[START]

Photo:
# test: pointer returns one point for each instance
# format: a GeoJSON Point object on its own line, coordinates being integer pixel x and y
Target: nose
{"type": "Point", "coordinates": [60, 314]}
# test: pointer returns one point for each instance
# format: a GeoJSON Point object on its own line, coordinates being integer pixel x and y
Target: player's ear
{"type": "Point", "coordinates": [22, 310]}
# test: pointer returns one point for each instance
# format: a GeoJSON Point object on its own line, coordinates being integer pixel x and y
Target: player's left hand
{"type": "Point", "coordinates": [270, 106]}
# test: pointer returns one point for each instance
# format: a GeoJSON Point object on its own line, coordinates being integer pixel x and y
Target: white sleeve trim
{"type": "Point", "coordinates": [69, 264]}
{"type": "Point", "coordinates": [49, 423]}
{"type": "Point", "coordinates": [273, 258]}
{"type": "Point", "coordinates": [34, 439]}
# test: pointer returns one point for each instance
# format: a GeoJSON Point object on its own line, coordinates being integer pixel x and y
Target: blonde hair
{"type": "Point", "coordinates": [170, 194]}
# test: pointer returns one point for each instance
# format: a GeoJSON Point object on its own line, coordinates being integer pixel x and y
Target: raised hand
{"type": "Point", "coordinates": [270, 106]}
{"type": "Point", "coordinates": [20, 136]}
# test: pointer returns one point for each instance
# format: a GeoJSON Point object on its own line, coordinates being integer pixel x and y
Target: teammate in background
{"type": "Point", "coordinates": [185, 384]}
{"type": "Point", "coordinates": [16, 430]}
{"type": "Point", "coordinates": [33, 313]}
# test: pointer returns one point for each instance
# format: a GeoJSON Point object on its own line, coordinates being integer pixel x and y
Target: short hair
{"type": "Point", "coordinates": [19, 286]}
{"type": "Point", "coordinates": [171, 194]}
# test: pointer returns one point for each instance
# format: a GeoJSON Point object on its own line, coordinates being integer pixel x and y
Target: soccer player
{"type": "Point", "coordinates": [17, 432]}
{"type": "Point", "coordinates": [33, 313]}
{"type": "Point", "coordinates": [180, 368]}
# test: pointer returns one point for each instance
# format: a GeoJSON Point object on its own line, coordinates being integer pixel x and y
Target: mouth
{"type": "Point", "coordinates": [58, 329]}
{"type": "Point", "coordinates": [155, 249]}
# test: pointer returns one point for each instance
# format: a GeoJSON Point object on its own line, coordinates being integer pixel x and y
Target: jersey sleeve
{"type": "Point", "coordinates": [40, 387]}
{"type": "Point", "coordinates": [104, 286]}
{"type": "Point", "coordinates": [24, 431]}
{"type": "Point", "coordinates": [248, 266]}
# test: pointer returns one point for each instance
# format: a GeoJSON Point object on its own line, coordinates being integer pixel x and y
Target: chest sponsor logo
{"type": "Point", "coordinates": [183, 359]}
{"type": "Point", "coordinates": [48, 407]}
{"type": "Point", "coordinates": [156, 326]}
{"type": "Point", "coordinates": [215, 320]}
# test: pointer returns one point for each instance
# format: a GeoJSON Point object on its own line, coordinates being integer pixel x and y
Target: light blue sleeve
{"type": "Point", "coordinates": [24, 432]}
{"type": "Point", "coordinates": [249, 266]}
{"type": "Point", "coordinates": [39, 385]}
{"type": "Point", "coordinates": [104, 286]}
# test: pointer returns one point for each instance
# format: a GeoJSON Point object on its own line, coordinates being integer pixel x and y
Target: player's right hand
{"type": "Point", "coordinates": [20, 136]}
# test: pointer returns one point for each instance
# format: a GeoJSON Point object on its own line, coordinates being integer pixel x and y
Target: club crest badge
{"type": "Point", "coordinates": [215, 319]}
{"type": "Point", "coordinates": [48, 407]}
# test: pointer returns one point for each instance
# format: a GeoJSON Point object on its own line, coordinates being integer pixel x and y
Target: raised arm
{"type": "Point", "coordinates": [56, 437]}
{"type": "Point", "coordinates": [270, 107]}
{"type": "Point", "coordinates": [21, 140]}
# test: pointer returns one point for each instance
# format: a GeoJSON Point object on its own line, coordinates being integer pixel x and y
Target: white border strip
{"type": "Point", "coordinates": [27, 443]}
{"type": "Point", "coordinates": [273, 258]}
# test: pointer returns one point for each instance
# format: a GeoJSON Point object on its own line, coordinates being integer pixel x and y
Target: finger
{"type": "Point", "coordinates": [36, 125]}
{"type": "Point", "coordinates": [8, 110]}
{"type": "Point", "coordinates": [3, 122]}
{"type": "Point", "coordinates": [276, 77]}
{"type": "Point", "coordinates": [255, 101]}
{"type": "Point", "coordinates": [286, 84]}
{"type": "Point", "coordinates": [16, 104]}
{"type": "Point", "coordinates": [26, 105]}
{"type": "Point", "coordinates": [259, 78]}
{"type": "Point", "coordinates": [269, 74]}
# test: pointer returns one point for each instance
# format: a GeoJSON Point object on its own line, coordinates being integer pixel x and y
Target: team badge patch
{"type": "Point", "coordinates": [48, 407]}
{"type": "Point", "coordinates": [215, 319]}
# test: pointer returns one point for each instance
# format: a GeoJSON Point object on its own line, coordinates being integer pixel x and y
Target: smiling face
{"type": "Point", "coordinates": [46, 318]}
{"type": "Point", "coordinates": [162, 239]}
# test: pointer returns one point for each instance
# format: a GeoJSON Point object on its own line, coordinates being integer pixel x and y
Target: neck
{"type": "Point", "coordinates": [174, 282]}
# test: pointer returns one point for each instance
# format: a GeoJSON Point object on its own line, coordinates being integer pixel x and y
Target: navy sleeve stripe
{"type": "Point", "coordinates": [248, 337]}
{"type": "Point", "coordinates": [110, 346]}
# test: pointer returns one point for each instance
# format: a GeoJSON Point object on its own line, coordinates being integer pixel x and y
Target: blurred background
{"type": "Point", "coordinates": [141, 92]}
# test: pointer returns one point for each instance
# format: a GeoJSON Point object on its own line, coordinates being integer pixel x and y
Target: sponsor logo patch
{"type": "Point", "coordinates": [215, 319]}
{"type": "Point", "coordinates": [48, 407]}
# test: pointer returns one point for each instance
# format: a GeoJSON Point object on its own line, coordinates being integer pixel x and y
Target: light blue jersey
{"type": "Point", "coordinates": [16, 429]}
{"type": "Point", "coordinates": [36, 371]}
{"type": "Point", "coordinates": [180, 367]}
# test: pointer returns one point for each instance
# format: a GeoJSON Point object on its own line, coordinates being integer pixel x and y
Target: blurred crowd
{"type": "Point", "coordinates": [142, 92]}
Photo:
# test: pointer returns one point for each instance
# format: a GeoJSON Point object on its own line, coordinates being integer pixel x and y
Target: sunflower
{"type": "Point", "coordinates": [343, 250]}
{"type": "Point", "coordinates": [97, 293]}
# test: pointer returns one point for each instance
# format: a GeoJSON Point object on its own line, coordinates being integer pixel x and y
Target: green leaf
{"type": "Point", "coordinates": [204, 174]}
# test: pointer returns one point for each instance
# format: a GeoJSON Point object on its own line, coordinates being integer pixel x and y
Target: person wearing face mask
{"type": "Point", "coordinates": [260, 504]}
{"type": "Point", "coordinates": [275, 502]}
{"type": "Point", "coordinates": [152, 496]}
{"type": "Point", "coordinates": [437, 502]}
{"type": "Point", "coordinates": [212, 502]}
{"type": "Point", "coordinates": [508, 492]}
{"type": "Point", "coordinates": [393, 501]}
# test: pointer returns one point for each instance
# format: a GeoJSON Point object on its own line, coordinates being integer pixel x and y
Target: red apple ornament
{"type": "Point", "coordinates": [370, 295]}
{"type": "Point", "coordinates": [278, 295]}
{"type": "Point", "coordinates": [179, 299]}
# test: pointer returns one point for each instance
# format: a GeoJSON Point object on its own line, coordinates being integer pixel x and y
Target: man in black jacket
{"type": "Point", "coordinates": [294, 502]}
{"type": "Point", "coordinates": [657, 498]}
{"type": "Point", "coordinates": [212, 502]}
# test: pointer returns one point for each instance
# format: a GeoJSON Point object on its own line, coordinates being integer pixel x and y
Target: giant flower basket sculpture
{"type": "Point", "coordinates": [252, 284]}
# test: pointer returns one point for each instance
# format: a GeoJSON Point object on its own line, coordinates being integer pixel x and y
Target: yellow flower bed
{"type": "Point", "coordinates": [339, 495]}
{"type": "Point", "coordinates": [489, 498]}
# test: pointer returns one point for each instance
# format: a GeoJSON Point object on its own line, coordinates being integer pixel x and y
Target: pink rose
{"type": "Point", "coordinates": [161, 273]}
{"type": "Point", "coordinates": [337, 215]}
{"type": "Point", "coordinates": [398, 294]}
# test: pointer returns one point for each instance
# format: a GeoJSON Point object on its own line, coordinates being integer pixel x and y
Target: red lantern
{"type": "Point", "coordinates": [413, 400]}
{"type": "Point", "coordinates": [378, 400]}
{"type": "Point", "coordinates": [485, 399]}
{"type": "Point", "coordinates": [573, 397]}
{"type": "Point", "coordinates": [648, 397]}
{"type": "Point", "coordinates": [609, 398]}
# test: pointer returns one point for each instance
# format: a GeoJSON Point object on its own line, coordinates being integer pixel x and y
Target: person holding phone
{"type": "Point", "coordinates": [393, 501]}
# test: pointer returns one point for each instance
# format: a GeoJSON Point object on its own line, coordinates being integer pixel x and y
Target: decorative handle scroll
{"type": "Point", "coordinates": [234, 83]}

[END]
[START]

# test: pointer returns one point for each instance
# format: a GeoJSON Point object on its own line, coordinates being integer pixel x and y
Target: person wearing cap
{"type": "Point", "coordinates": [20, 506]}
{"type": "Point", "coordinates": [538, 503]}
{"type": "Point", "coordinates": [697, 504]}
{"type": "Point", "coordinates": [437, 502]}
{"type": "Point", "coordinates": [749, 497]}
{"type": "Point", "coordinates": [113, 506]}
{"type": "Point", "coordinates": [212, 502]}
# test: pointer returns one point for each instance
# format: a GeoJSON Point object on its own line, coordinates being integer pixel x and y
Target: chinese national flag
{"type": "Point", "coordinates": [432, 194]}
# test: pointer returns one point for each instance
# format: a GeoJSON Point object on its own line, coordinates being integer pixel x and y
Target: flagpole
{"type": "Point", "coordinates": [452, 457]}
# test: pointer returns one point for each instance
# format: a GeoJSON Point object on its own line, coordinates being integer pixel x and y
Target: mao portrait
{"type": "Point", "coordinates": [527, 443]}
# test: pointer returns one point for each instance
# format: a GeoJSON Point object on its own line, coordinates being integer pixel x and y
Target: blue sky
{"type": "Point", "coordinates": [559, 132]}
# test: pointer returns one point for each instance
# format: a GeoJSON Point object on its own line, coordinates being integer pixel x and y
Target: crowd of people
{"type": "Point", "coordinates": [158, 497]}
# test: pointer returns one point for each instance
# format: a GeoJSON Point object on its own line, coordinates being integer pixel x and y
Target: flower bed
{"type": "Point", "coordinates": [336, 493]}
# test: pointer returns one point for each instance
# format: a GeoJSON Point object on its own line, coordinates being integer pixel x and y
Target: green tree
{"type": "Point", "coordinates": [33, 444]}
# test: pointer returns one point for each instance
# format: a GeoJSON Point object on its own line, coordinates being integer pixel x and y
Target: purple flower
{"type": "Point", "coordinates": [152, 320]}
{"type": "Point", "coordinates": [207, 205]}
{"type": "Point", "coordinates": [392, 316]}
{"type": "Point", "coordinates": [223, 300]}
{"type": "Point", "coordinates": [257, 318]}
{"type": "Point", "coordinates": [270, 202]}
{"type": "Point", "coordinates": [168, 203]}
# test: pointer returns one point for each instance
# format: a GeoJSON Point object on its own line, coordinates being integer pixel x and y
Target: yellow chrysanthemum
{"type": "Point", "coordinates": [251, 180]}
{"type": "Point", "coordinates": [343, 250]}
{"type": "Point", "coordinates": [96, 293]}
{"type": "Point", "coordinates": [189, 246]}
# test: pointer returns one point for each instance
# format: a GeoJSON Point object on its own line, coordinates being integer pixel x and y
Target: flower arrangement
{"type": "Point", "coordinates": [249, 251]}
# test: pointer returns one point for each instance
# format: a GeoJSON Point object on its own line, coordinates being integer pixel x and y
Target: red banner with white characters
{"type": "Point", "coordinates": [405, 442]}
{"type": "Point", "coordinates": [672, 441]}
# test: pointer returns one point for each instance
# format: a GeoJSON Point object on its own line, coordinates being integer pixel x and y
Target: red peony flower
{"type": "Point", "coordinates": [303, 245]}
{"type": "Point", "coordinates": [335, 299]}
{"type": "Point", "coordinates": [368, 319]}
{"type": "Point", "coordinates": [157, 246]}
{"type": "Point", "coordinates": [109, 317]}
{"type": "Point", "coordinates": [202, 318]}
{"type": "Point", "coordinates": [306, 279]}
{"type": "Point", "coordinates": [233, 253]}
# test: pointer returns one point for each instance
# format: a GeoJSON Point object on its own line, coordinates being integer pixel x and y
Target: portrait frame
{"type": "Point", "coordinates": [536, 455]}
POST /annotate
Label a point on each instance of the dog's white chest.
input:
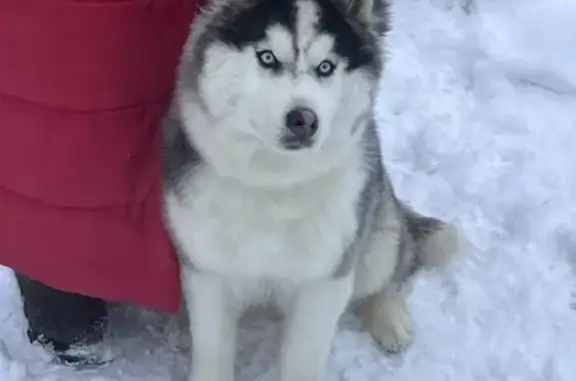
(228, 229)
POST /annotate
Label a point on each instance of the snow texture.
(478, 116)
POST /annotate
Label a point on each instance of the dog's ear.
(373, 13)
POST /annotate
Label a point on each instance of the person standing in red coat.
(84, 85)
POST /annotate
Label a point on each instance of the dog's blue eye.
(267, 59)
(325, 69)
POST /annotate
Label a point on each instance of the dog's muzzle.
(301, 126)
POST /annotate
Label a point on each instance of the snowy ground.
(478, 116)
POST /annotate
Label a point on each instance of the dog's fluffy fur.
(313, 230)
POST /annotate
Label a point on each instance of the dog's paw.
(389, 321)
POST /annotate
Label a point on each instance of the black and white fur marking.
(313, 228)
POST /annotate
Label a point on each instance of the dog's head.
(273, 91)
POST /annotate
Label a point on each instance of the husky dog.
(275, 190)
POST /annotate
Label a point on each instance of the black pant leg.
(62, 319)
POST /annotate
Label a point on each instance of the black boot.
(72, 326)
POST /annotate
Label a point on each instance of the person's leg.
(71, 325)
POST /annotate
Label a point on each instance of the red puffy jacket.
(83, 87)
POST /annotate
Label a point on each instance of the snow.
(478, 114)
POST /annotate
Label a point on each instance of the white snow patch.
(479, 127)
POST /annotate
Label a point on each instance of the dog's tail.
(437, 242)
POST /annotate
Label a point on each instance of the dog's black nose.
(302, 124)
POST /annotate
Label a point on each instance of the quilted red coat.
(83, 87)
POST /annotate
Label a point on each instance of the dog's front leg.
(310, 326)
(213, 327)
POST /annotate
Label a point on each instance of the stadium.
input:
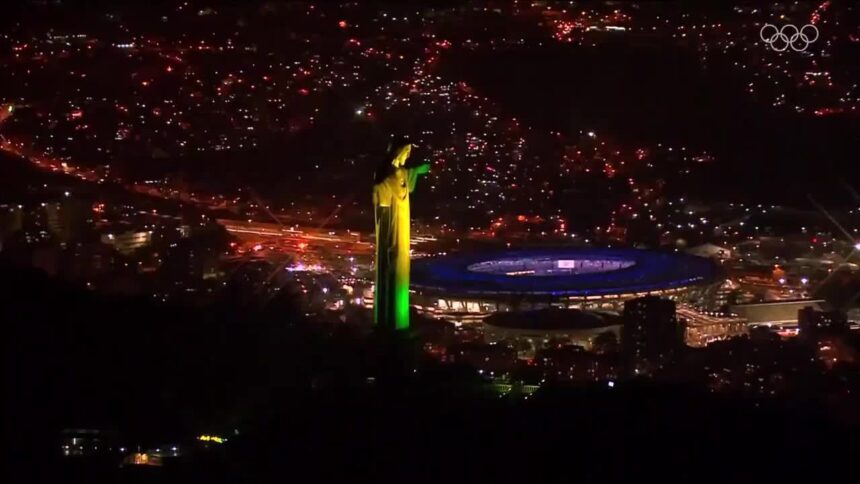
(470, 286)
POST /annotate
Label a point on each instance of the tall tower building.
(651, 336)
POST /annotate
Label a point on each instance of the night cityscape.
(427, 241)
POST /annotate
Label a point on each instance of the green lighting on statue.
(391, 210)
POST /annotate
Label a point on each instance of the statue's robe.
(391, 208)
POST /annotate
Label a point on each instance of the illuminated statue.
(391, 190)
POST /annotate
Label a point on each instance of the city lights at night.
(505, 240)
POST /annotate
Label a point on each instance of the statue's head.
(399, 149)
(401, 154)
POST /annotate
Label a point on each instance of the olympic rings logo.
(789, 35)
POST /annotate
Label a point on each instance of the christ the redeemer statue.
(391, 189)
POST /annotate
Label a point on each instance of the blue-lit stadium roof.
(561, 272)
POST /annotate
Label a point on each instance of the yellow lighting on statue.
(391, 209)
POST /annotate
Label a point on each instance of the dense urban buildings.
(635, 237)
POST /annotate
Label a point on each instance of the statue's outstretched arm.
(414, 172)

[END]

Task description. Locate each line in the items above that contains the string "portrait" and copy those lines. The match is case-sensitive.

Written solution.
Target: mao portrait
Target: portrait frame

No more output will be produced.